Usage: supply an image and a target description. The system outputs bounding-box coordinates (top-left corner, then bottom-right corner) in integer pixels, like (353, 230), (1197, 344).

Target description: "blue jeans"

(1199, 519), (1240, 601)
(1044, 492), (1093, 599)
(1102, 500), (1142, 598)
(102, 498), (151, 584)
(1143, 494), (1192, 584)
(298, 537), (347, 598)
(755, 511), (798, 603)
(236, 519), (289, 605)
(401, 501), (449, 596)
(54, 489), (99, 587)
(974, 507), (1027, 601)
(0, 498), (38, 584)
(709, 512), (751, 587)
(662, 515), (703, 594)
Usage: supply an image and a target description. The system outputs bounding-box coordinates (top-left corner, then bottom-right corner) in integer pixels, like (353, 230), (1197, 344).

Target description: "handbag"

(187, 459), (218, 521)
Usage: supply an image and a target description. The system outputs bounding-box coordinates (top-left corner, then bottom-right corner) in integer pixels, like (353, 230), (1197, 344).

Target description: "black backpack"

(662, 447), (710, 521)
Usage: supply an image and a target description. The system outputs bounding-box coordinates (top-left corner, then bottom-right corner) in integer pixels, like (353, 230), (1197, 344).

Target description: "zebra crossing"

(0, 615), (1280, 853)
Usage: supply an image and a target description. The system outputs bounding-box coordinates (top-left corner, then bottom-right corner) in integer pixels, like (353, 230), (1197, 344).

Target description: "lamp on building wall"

■ ■ ■ ■ ■

STATED TASK:
Copy the whole listing above line by line, adding -113 to every bounding-box coordinate given as an answer. Leave the sample coordinates in the usage lines unchanged.

ANSWER IN FULL:
Usage: supply an image and a target description. The system outputs bounding-box coordinates (top-left corner, then bottom-right corner) in integer pixels, like (353, 230), (1197, 344).

Target description: "blue jeans"

(1086, 406), (1127, 488)
(931, 379), (980, 486)
(989, 387), (1029, 485)
(-11, 385), (38, 471)
(1030, 381), (1079, 471)
(185, 424), (234, 485)
(642, 398), (685, 490)
(123, 406), (176, 492)
(288, 388), (336, 483)
(-59, 376), (-14, 474)
(861, 394), (914, 488)
(-113, 385), (-75, 471)
(596, 399), (638, 474)
(549, 402), (590, 481)
Usage: supply an image and a target description. The system outputs bounding-box coordinates (top-left corner, then bottom-right corner) in integer pixels, like (353, 230), (1197, 344).

Target description: "handbag"

(74, 346), (105, 408)
Usage: supply an image and a target description. The system outputs bounding-box coordinates (top-left corner, then bottom-right corner) in integer pixels, like (353, 230), (1197, 344).

Target description: "black backpack"

(549, 334), (597, 408)
Usage: supply an image and a target description. The system outputs bounding-box coordinates (top-left corner, then bottom-right corner) in integer pixels, like (353, 230), (1197, 344).

Target description: "zebra crossing"

(-113, 502), (1167, 740)
Usage: supply an image and a target description. The system outputs bounding-box coordinates (top-left corner, then bottom-right corner) in integer pixels, like (353, 230), (1197, 344).

Target description: "lamp on building wall"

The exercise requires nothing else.